Point-per-instance localization data:
▼

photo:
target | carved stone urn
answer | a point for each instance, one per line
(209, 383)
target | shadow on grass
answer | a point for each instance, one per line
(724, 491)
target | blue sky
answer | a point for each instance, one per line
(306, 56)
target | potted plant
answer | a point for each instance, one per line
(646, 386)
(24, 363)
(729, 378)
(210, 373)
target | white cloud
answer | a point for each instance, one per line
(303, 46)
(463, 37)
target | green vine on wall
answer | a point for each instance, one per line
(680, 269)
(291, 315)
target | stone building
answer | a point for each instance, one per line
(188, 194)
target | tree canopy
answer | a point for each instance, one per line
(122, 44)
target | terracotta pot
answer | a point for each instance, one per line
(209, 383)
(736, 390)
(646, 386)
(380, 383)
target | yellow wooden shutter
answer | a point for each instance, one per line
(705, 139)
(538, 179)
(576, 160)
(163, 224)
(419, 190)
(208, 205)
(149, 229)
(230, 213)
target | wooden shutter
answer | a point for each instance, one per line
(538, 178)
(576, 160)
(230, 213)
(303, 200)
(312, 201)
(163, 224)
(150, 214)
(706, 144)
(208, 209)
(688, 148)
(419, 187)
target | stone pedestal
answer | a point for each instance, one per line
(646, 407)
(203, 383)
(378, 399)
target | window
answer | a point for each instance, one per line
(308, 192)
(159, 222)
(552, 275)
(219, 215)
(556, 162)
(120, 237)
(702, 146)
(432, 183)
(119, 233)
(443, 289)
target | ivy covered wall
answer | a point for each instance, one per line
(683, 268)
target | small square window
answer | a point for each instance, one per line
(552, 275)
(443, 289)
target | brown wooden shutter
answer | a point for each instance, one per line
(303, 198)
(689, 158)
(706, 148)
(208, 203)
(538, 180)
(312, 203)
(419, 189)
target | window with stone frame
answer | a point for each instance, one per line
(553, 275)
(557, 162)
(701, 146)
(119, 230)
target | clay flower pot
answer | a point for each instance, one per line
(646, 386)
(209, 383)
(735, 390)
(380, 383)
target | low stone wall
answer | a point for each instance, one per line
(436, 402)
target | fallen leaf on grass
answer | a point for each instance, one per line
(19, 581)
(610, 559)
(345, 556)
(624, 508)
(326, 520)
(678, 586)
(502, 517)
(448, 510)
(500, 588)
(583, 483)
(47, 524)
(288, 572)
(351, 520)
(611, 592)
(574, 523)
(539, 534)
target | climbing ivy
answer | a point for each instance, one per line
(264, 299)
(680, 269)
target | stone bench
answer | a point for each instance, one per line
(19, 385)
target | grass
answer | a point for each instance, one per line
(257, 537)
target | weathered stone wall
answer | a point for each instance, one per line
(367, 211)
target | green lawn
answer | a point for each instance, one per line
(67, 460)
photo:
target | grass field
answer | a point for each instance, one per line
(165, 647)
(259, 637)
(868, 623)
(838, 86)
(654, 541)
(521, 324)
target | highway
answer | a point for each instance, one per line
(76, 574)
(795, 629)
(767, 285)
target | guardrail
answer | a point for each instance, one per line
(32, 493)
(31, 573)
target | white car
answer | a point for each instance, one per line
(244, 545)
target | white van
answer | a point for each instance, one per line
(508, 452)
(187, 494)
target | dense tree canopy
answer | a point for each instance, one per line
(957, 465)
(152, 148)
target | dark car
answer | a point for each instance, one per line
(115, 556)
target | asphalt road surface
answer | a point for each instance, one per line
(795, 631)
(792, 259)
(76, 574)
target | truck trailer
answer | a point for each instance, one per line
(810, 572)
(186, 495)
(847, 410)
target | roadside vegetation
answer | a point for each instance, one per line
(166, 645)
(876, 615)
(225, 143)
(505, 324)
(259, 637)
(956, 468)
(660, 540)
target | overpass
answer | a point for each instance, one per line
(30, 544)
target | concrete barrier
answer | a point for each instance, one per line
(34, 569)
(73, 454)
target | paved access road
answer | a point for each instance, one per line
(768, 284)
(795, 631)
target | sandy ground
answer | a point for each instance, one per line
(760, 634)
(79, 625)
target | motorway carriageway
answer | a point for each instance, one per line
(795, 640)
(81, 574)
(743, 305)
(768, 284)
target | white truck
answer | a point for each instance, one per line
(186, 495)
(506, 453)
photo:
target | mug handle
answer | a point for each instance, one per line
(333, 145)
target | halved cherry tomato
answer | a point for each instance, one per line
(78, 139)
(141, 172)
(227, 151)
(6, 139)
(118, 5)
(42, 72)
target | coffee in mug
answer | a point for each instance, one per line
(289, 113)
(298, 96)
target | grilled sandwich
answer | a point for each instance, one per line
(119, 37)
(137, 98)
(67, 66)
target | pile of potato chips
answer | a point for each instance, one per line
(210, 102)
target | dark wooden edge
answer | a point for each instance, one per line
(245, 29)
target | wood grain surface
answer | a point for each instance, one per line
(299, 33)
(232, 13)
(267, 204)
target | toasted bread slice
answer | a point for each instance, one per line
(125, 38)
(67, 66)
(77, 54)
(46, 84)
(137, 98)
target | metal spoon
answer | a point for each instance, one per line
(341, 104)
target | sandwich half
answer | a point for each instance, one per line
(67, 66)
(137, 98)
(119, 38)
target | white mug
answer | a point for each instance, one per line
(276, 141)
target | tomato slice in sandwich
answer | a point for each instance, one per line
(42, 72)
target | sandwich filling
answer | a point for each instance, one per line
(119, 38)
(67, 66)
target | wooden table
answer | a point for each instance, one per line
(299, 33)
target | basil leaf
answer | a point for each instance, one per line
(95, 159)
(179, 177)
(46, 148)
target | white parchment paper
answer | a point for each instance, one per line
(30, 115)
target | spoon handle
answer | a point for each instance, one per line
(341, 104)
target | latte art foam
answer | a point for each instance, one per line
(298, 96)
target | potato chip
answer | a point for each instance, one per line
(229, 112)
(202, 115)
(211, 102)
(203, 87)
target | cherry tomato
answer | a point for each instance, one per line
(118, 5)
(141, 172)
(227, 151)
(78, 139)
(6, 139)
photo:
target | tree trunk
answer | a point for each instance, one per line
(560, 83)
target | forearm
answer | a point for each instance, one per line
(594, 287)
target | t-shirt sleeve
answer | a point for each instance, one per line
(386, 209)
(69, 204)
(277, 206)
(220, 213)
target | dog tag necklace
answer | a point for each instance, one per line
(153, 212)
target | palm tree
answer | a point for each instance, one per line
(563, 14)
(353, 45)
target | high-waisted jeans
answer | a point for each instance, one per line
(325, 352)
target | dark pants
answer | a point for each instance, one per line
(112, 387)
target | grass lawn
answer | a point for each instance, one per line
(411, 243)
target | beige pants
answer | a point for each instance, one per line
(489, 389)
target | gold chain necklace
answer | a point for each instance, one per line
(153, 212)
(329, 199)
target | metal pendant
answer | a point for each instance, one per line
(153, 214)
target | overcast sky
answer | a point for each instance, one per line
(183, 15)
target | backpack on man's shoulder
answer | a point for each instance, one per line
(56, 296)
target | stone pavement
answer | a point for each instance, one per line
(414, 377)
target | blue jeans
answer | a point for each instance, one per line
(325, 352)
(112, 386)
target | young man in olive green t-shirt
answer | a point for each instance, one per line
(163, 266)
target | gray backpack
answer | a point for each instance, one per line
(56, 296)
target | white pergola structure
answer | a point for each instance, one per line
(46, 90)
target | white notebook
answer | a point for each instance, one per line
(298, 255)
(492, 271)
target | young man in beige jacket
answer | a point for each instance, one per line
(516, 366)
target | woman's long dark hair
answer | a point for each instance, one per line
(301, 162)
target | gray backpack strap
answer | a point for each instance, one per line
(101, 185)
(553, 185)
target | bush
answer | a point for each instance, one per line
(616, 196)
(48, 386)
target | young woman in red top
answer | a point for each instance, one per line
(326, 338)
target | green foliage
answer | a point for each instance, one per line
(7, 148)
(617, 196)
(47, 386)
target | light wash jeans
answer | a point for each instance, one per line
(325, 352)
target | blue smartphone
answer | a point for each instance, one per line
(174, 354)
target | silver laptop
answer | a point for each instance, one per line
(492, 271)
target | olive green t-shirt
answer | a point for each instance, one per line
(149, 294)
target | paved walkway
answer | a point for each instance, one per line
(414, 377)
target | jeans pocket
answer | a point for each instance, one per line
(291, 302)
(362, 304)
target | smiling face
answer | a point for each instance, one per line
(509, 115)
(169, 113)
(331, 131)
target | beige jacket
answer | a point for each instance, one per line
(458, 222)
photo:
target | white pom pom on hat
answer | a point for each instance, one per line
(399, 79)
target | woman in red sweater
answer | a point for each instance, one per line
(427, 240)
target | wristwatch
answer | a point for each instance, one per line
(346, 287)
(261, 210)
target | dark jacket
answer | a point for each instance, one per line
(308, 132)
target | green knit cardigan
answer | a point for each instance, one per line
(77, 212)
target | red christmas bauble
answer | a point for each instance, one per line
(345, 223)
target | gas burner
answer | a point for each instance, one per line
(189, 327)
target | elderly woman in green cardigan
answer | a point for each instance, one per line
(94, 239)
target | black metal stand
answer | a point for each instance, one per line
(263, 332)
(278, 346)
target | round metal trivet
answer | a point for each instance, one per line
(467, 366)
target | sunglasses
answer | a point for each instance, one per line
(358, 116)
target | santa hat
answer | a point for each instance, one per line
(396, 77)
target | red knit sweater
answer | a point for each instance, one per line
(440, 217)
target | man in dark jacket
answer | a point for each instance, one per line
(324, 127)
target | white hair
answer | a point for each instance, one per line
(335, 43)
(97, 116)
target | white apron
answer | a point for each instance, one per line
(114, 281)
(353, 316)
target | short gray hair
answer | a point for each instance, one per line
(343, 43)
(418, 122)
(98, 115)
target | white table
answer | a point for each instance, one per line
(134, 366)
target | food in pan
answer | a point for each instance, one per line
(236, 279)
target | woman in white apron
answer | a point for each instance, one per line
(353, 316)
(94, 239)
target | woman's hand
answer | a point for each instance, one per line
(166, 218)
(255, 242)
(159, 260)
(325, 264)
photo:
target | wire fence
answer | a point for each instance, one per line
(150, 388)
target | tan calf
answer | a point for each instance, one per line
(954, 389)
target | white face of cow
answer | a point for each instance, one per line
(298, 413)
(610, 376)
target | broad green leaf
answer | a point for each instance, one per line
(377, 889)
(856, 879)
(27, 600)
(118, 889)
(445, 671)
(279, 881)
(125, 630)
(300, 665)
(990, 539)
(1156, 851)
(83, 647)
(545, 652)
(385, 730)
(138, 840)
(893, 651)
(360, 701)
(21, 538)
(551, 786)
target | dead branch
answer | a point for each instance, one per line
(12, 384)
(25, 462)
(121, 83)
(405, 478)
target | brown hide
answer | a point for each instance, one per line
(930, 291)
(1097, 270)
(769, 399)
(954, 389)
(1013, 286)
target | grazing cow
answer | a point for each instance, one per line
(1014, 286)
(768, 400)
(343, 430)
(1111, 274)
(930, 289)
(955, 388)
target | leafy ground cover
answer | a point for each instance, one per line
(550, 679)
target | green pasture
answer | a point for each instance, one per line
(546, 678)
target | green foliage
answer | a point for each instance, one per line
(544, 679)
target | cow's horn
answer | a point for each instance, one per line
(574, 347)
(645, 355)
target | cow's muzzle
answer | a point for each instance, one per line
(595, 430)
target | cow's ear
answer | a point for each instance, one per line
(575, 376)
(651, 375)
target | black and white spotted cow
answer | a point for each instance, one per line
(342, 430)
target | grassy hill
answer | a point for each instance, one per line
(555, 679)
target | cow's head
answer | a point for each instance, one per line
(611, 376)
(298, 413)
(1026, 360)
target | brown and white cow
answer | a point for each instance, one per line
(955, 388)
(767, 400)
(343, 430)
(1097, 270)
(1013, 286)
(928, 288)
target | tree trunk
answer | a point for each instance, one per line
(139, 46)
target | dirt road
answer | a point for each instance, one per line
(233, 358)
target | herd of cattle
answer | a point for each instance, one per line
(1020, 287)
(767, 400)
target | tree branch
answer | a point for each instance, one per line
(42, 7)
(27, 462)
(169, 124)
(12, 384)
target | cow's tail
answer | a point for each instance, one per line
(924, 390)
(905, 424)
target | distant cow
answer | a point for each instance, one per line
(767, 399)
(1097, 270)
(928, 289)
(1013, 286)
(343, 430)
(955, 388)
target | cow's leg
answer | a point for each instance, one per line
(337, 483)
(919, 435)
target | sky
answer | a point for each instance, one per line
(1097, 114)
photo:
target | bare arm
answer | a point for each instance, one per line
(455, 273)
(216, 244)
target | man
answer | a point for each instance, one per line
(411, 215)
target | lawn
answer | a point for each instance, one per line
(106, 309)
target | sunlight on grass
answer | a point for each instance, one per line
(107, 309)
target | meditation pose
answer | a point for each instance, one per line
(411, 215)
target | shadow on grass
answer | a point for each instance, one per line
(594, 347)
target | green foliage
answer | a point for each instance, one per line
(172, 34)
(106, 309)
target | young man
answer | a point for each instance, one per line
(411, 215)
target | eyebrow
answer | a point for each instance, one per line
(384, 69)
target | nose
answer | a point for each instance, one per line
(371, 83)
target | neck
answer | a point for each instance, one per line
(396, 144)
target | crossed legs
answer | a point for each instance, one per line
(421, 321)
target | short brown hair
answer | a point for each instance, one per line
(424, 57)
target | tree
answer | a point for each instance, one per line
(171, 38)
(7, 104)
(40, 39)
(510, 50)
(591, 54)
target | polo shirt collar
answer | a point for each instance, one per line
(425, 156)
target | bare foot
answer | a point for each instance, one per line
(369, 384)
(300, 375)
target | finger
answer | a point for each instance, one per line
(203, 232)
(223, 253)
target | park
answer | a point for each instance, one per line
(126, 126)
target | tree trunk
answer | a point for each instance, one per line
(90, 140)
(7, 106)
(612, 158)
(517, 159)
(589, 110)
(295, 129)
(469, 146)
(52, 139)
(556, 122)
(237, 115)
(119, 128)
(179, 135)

▲

**Work to be completed**. As you read the records above, find each line that contains "stone" and copy it.

**Answer for this exercise**.
target | carved stone urn
target | stone building
target | stone pedestal
target | window with stone frame
target | low stone wall
target | stone bench
target | weathered stone wall
target | stone pavement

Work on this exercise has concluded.